In a recent article on the Yahoo website, Marie Claire Dorking claims that when so-called celebrities – the contemporary kitsch counterparts of ancient Greek Olympians – ‘behave badly’ online, their behaviour has a recognisable impact on the behaviour of ordinary people, including children. In other words, the bad example they set has consequences when it comes to children’s informal education – what they learn about how to act as human beings from the world around them. Which is hardly surprising, considering that most adults are generally impressionable when it comes to ‘celebrities’ (in a culture that valorises the latter), and children are understandably more so.

Dorking relates how celebrity Rob Kardashian (we just can’t get away from them, can we?) recently launched a disturbingly graphic onslaught on his former fiancée Blac Chyna on Instagram, which led to the suspension of his Instagram account. No matter; he simply transferred his assault to Twitter, to be witnessed by millions of ‘followers’. She further reminds us that this kind of online ‘bad behaviour’ has been going on for some time between so-called celebrities, including Taylor Swift and Nicki Minaj – nothing unusual, except that it has consequences. Dorking continues:

“OK so celebrities behaving badly is nothing new, but the way we learn about it is. Somehow social media has created a whole new platform for the naughtiness to be witnessed, shared and then interpreted in a series of funny memes.

TO BE DONE:
1. In the passage, which platform did Rob Kardashian turn to after his Instagram account was suspended?
2. Why does the passage call it "hardly surprising" that celebrities' bad online behavior affects children?

DATASET ROWS:
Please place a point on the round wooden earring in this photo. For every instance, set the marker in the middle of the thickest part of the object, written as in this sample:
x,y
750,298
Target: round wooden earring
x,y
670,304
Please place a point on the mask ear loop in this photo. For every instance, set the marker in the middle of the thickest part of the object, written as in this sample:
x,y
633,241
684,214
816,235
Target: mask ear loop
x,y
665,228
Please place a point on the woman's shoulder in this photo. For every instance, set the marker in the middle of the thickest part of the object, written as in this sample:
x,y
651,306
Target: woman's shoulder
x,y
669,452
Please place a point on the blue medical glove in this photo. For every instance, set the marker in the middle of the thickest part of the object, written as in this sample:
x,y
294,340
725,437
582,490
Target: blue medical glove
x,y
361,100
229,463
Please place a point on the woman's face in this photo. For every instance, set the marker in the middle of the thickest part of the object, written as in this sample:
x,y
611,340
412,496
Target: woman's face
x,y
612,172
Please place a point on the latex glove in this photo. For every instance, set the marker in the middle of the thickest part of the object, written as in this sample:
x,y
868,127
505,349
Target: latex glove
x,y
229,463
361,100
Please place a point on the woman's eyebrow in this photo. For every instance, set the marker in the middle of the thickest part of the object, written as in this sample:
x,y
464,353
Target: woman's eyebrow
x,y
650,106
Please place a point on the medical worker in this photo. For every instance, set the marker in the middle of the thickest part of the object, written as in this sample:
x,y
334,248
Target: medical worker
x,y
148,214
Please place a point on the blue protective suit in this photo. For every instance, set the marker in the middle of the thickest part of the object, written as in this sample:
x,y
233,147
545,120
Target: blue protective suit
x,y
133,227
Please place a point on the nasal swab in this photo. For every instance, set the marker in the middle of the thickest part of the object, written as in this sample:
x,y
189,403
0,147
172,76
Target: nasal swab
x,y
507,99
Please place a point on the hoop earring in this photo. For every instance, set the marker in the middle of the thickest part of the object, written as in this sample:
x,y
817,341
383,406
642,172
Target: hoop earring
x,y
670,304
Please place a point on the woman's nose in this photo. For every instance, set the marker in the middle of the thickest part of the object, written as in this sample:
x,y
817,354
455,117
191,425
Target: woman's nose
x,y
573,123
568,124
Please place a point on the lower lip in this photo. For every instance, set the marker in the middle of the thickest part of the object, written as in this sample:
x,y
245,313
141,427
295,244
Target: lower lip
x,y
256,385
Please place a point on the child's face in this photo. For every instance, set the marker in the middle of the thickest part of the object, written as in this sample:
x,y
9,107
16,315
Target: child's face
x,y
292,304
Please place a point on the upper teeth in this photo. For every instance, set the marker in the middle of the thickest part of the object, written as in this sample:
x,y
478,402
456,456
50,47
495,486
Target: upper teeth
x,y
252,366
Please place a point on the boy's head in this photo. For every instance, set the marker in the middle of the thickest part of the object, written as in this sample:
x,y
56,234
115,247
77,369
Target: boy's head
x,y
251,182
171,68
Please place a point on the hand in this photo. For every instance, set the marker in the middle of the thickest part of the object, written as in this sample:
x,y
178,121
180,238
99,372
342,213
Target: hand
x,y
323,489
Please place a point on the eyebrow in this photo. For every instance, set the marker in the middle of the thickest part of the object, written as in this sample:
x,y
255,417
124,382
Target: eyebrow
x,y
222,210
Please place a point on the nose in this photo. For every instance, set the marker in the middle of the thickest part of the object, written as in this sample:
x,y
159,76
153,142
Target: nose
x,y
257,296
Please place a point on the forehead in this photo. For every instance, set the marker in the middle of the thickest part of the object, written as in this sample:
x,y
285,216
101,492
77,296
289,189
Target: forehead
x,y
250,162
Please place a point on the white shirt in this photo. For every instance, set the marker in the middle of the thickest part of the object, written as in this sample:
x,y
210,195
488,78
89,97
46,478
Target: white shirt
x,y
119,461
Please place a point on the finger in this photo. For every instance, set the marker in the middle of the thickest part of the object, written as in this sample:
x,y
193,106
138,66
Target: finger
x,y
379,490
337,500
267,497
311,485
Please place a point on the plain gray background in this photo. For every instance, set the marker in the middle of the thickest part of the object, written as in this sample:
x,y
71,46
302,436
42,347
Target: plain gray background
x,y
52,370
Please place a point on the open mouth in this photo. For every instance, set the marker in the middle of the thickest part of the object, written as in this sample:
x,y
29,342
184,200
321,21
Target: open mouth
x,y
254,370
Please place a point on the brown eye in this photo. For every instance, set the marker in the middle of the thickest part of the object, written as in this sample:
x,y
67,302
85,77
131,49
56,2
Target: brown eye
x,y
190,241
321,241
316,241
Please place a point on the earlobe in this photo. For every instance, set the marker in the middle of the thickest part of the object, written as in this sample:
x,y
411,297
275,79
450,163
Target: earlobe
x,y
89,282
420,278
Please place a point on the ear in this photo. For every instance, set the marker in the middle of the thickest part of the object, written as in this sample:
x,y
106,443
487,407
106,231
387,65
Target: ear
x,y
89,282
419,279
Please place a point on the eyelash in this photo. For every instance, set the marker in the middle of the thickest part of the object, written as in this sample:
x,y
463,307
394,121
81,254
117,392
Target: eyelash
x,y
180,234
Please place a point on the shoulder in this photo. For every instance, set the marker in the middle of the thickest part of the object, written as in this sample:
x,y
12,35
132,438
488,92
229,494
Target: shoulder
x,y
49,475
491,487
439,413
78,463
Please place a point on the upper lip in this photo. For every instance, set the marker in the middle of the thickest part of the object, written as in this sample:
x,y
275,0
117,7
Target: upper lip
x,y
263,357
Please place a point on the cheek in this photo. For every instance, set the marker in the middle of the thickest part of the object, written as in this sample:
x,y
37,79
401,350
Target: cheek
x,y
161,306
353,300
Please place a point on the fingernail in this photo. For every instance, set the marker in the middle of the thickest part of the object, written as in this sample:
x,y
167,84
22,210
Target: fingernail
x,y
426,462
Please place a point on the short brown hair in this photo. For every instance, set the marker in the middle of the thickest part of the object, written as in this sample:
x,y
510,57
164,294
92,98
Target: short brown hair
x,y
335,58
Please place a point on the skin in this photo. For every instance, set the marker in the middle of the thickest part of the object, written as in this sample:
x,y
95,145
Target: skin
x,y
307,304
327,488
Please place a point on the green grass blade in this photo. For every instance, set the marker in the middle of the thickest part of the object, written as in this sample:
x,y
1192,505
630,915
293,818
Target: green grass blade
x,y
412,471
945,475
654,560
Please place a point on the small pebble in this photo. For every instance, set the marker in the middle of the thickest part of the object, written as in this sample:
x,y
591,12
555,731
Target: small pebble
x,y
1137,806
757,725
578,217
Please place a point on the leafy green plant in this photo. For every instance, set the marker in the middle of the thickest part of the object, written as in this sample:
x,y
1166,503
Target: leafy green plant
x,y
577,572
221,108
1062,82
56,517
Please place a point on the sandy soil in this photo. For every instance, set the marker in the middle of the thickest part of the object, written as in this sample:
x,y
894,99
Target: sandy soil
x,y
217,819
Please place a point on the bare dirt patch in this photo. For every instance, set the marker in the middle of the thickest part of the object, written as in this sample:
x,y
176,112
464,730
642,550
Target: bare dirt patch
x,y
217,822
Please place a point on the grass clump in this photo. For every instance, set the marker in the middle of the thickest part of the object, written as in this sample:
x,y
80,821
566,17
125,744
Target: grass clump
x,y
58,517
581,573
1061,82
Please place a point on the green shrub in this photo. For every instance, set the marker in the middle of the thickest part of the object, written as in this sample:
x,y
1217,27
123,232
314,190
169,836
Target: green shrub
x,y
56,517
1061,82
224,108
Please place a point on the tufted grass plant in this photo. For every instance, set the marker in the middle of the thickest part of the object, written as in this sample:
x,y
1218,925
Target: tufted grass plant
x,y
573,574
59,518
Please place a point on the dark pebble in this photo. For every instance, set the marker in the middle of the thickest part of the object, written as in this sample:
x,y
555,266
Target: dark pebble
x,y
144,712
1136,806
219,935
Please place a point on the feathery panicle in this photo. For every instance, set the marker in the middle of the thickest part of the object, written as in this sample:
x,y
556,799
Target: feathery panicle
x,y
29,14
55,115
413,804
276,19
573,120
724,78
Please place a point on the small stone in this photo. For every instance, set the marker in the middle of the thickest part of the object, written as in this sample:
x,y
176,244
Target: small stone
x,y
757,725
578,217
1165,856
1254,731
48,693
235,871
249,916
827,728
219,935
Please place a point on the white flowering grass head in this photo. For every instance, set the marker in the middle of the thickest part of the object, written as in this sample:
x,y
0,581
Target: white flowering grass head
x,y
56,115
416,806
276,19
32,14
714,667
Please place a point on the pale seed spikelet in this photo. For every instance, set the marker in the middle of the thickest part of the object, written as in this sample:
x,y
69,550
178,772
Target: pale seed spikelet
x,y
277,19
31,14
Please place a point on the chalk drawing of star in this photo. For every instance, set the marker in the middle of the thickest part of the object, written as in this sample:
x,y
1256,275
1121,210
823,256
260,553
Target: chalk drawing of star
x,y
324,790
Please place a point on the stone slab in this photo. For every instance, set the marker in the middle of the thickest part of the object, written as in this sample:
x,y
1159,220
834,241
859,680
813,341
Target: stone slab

ANSWERS IN ORDER:
1. Twitter.

2. Most adults are easily impressed by celebrities in a culture that values them, and children are understandably even more impressionable.